* DOCUMENT SECTION *
▬▬▬▬▬▬

Even if you stop self-isolating when you have received your second negative test result, as a close contact of someone infected with a more contagious virus variant, you must continue to pay special attention to complying with our general guidance – including maintaining good hand hygiene and cough etiquette, social distancing, and being extra careful around people who are at higher risk of a severe illness from COVID-19.

 

6. What to do if you are fully vaccinated and learn that you are a close contact

Once you have been fully vaccinated, you must still continue to follow the same guidance on preventing the spread of infection. If you learn that you are a close contact, you must self-isolate, pay particular attention to hygiene and cleaning, and make sure you get tested for novel coronavirus.

It is important to stress that vaccination does not give you 100% protection against COVID-19. So, in principle, there is a very small chance that you may still become infected and ill. Furthermore, we do not know whether the vaccines will prevent you from carrying the virus and spreading the infection to others.

'Secondary contact'

1. What is a 'secondary contact'?

There may be situations where you have been with an infected person, but you are not close contact because you do not meet the criteria for being a close contact. This means that you have been careful, for example, to keep the recommended distance, and you have not had physical contact (e.g. hugged) with the infected person. Therefore, you are not at as high a risk of being infected as if you had been a close contact. 

However, there may be factors at play that renders you at some risk of have become infected. In that case, you will be a so-called 'secondary contact'.  

For example, you may be a 'secondary contact' in the following situations: 

  • If you have regularly been near an infected person at work (e.g. sitting opposite or next to the infected person). Even if you have initially sat or stood a good distance from your infected colleague, you may nevertheless be unsure of whether you have been able to keep the recommended distance. 
  • If you have been in a meeting or at a lecture in the company of an infected person, whom you regularly interact with. You have tried to keep a good distance, but you are still unsure whether you have kept the recommended distance from the infected person throughout the period. It may also be that you have generally kept the recommended distance, but you have sat in an unventilated room with the infected person in a meeting or during a lecture.

▬▬▬▬▬▬

* THINGS TO DO *
1: Answer these questions using the COVID-19 contact guidance:
(a) What does the guidance say vaccination does not give 100% of?
(b) What three things must a fully vaccinated person do after learning they are a close contact?
(c) What is a person called who is not a close contact but is still at some risk of infection because of other factors?
2: Proceed with the COVID-19 contact guidance, beginning right after its final sentence.
The data that comes after this text is not needed for anything asked here.

▬▬▬▬▬▬

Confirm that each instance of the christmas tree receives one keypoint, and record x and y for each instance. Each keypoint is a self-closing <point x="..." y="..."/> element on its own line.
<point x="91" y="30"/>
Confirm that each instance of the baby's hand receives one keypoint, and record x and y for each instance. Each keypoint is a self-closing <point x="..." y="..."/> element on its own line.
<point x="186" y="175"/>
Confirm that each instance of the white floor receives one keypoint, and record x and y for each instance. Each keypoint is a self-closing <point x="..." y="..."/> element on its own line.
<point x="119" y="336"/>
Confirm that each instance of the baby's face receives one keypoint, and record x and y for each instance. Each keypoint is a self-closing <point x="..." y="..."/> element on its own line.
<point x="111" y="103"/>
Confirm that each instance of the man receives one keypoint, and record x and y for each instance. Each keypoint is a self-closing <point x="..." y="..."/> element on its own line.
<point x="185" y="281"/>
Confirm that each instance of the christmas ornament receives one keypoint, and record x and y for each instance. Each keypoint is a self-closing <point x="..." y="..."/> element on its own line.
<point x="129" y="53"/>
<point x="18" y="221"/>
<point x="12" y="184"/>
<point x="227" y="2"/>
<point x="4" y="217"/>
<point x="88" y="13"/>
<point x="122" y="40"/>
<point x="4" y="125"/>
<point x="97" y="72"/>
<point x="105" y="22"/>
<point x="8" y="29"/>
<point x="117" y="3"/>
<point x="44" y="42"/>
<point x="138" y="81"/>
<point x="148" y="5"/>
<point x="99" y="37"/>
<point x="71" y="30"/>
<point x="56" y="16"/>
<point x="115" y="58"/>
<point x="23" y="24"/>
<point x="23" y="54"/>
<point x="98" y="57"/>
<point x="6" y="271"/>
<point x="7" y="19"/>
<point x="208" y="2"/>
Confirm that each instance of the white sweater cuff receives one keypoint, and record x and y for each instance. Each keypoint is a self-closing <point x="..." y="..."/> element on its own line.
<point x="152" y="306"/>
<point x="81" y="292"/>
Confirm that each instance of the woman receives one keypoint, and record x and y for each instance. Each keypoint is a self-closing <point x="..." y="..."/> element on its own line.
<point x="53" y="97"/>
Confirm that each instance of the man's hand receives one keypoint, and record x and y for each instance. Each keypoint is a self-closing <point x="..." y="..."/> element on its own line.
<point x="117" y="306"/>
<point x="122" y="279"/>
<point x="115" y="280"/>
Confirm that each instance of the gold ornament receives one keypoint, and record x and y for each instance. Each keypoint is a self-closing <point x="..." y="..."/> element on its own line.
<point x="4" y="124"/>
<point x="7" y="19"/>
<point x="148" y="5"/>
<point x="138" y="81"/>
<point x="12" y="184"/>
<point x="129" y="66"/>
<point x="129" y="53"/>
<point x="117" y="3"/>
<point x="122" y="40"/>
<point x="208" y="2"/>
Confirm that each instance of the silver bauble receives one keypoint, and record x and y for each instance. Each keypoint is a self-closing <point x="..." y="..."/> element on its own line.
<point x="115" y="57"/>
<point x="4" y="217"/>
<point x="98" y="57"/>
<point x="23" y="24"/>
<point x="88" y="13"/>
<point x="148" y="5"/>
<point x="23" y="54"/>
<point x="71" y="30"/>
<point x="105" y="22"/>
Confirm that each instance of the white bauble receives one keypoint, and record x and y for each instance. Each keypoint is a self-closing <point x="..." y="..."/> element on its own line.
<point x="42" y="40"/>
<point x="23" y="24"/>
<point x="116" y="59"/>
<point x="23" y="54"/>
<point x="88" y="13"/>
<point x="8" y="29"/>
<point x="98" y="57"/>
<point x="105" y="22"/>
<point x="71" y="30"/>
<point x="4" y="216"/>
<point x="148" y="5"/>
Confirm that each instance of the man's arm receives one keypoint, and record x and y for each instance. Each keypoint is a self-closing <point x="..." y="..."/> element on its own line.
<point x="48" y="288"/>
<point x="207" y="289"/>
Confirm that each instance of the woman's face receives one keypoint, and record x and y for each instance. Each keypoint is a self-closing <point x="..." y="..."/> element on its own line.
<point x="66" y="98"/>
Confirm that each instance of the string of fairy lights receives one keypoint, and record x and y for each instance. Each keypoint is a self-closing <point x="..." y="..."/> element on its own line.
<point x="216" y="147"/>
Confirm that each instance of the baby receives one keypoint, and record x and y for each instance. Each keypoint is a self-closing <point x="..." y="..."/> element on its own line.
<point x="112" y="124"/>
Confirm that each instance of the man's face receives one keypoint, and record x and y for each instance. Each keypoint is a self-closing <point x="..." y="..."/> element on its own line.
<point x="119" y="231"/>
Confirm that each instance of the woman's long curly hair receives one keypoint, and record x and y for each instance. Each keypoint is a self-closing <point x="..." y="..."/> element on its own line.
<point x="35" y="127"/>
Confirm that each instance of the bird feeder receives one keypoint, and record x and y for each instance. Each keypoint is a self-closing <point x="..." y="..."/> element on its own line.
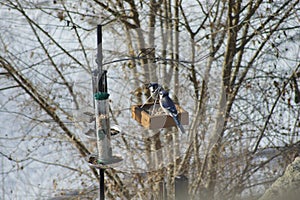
<point x="151" y="116"/>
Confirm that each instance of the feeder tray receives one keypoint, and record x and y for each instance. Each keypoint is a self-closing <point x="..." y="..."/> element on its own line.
<point x="151" y="116"/>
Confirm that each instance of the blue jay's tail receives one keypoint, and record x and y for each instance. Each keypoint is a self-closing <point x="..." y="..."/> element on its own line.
<point x="178" y="124"/>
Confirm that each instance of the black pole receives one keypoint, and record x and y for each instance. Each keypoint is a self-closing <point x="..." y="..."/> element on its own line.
<point x="101" y="87"/>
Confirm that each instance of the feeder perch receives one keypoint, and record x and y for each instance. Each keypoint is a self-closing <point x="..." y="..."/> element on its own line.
<point x="151" y="116"/>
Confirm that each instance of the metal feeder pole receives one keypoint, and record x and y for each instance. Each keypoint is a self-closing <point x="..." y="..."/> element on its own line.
<point x="101" y="112"/>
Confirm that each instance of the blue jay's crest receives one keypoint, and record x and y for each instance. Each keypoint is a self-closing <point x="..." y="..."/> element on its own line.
<point x="169" y="108"/>
<point x="154" y="88"/>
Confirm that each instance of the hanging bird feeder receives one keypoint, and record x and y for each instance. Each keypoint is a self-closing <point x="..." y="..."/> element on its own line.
<point x="151" y="116"/>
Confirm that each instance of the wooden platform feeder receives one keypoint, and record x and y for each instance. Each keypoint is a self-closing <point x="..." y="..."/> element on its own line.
<point x="151" y="116"/>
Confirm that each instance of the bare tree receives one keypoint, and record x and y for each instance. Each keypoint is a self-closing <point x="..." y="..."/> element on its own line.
<point x="233" y="65"/>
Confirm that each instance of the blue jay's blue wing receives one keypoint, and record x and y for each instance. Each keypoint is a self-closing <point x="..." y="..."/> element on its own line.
<point x="154" y="88"/>
<point x="169" y="108"/>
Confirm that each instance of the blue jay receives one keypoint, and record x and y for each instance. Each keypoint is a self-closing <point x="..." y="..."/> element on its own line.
<point x="169" y="108"/>
<point x="154" y="88"/>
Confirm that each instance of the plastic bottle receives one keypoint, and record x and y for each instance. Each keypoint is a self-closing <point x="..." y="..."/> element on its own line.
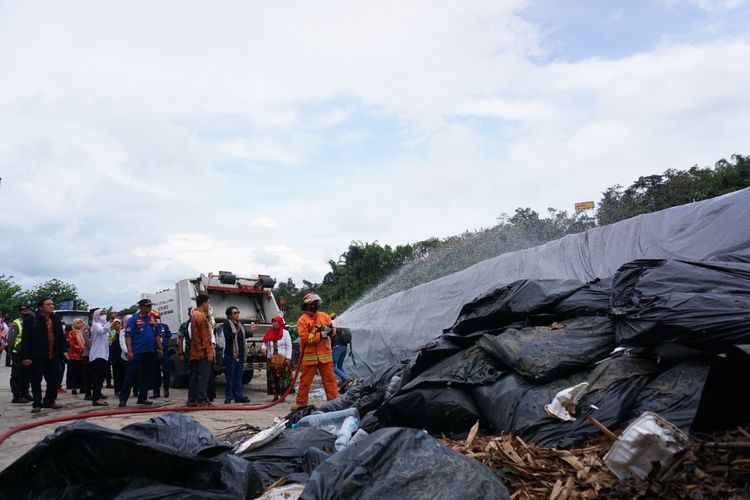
<point x="331" y="418"/>
<point x="358" y="436"/>
<point x="393" y="386"/>
<point x="349" y="427"/>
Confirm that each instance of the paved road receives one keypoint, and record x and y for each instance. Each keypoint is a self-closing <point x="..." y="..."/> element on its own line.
<point x="14" y="415"/>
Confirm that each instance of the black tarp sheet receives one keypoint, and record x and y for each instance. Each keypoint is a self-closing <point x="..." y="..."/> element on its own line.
<point x="700" y="305"/>
<point x="171" y="456"/>
<point x="367" y="395"/>
<point x="435" y="408"/>
<point x="289" y="455"/>
<point x="402" y="464"/>
<point x="513" y="302"/>
<point x="546" y="353"/>
<point x="389" y="330"/>
<point x="468" y="367"/>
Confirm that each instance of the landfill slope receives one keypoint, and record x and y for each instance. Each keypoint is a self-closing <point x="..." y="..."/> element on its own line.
<point x="388" y="330"/>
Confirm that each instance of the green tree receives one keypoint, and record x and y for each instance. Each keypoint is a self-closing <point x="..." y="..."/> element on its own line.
<point x="59" y="291"/>
<point x="128" y="310"/>
<point x="10" y="295"/>
<point x="652" y="193"/>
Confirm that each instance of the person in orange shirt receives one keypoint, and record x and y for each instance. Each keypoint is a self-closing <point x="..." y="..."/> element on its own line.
<point x="201" y="352"/>
<point x="315" y="328"/>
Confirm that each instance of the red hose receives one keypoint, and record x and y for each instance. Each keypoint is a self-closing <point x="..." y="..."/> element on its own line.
<point x="110" y="413"/>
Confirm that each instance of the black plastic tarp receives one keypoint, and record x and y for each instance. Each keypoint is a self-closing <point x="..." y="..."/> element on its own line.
<point x="702" y="305"/>
<point x="390" y="329"/>
<point x="675" y="394"/>
<point x="288" y="455"/>
<point x="469" y="367"/>
<point x="367" y="395"/>
<point x="402" y="464"/>
<point x="591" y="300"/>
<point x="435" y="408"/>
<point x="511" y="303"/>
<point x="84" y="460"/>
<point x="516" y="405"/>
<point x="546" y="353"/>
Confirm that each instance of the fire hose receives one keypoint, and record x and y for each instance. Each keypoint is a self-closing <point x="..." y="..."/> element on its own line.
<point x="111" y="413"/>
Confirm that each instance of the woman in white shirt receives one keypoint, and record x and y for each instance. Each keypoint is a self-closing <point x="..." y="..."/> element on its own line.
<point x="278" y="342"/>
<point x="99" y="354"/>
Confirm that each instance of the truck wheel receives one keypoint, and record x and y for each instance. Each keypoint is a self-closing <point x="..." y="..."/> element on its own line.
<point x="247" y="376"/>
<point x="179" y="379"/>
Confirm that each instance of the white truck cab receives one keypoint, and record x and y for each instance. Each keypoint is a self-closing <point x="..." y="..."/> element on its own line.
<point x="253" y="297"/>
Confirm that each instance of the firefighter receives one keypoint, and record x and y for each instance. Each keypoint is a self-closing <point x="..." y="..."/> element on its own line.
<point x="315" y="329"/>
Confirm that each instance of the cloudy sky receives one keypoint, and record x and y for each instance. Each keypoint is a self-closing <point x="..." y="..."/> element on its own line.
<point x="144" y="142"/>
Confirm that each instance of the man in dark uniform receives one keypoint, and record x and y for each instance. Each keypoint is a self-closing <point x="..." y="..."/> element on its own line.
<point x="43" y="348"/>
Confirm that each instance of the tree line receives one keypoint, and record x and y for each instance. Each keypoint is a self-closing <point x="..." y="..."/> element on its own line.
<point x="369" y="271"/>
<point x="13" y="295"/>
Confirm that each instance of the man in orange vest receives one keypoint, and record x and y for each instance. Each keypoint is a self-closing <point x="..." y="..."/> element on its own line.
<point x="315" y="328"/>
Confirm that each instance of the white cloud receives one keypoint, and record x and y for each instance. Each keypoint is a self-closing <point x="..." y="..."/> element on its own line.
<point x="144" y="142"/>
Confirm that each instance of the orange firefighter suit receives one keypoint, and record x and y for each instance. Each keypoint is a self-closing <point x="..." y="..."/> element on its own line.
<point x="316" y="355"/>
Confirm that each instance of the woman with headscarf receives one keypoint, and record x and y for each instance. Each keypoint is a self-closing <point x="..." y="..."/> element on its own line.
<point x="75" y="353"/>
<point x="99" y="355"/>
<point x="277" y="346"/>
<point x="119" y="366"/>
<point x="235" y="353"/>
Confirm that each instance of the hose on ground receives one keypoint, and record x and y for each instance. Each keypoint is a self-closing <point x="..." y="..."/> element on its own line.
<point x="135" y="411"/>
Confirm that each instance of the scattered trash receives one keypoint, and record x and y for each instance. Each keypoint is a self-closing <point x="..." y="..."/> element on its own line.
<point x="334" y="418"/>
<point x="563" y="406"/>
<point x="286" y="492"/>
<point x="349" y="427"/>
<point x="397" y="463"/>
<point x="261" y="438"/>
<point x="393" y="386"/>
<point x="647" y="441"/>
<point x="290" y="455"/>
<point x="318" y="393"/>
<point x="358" y="436"/>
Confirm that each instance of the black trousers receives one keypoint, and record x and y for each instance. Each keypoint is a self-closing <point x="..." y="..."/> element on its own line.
<point x="98" y="370"/>
<point x="200" y="371"/>
<point x="119" y="367"/>
<point x="162" y="373"/>
<point x="19" y="377"/>
<point x="49" y="369"/>
<point x="141" y="369"/>
<point x="86" y="376"/>
<point x="211" y="382"/>
<point x="73" y="380"/>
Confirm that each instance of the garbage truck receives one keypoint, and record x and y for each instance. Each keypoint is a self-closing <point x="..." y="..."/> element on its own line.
<point x="253" y="296"/>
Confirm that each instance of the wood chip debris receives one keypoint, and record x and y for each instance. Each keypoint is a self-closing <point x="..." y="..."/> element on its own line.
<point x="715" y="466"/>
<point x="535" y="472"/>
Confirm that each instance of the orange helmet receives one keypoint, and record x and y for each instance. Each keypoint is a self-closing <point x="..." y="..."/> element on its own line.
<point x="310" y="298"/>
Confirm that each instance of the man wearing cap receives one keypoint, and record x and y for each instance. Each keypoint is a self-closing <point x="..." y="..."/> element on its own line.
<point x="315" y="328"/>
<point x="144" y="349"/>
<point x="162" y="370"/>
<point x="19" y="379"/>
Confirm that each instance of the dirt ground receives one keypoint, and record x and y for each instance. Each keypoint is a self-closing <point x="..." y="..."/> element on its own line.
<point x="13" y="415"/>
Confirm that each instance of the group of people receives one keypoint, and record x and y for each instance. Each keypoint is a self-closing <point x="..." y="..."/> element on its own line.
<point x="131" y="352"/>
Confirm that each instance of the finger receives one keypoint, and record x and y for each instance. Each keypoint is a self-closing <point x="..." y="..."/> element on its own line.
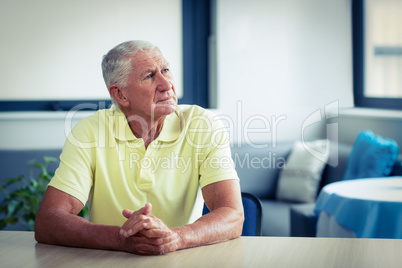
<point x="144" y="210"/>
<point x="155" y="233"/>
<point x="132" y="228"/>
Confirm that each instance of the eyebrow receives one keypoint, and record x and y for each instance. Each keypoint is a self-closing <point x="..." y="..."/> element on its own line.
<point x="153" y="70"/>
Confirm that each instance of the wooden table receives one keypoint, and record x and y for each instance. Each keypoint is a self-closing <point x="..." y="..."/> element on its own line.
<point x="362" y="208"/>
<point x="19" y="249"/>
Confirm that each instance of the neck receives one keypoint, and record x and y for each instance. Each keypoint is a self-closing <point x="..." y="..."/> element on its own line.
<point x="145" y="128"/>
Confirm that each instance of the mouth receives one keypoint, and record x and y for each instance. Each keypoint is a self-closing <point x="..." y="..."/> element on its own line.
<point x="164" y="100"/>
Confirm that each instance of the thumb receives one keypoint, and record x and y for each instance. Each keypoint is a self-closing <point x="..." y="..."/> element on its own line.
<point x="144" y="210"/>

▬▬▬▬▬▬

* RESPONSES BY TASK *
1:
(a) Protection against COVID-19.
(b) Self-isolate, pay particular attention to hygiene and cleaning, and get tested for novel coronavirus.
(c) A 'secondary contact'.

2:
  • If you have attended a gathering or event where several people are later found to been infected and a so-called 'superspreader event' is suspected.

You will typically be notified that you are 'second contact': 

  • By being notified via the SmitteIstop app
  • By being contacted by someone, you know who has been tested positive.  
  • By being approached by the management at your workplace/school/other institution or Coronaopsporing. 

 

2. What you should do if you are a 'secondary contact'

  • Get tested as soon as possible. You can either take a rapid antigen test or book a PCR test on coronaprover.dk.  
  • You do not have to self-isolate and can go to work, school, etc. if you do not have symptoms of COVID-19, but you have to limit the number of people you see until you have your test result back.  
  • You should pay special attention to whether you develop symptoms, and please remember to follow the general guidance on good hand hygiene, social distancing, and wearing a face mask or visor in situations where you must do so.

 

 

3. What to do if you are fully vaccinated and learn that  you are a 'secondary contact' 

Once you have been fully vaccinated, you must continue to follow the same guidance on preventing the spread of infection. If you are a ‘secondary contact’ you do not have to self-isolate but must get tested as soon as possible. 

It is important to stress that vaccination does not give you 100% protection against COVID-19. So, in principle, there is a very small chance that you may still become infected and ill. Furthermore, we do not know whether the vaccines will prevent you from carrying the virus and spreading the infection to others.